_Voci del dataset_
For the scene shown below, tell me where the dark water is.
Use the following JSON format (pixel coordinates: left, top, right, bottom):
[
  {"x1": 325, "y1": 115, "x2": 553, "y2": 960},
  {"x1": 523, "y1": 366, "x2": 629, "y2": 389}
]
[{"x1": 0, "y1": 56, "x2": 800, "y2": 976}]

==

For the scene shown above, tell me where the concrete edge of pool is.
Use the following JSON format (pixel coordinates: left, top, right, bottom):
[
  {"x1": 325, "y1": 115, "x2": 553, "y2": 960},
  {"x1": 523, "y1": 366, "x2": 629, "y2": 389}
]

* * *

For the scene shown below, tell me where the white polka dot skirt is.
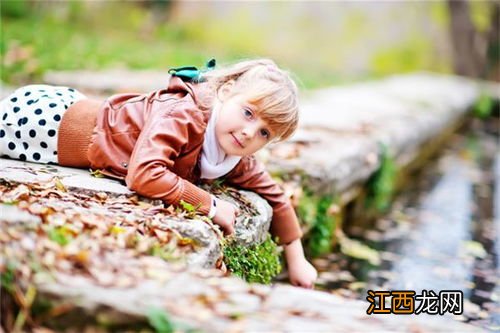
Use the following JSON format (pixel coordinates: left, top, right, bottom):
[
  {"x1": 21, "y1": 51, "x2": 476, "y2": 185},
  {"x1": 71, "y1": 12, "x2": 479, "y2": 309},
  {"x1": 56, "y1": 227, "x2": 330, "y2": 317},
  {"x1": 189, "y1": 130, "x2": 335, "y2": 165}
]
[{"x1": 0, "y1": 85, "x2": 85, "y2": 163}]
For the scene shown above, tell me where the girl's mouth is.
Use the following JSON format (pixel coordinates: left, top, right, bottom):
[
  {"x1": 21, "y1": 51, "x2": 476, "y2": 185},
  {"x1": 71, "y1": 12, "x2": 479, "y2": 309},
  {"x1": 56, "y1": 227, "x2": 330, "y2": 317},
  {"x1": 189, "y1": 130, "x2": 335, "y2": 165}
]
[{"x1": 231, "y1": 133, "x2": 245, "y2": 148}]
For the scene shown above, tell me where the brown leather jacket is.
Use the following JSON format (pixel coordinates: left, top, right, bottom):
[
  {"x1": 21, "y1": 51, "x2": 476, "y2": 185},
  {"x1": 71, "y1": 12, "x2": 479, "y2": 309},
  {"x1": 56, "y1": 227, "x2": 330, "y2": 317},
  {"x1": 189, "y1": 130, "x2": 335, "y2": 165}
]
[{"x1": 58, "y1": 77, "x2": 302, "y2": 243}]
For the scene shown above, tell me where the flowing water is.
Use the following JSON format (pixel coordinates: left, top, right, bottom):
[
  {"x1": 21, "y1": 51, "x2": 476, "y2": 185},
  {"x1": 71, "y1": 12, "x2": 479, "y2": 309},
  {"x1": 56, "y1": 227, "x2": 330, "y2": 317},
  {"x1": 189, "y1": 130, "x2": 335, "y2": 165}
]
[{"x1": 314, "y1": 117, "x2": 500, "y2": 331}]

_Consegna_
Conta quante righe delle voci qui sopra contengono la parola "water", distinguendo tra maiuscole e minuscole. Rispondi solo con il numero.

_La risposta_
2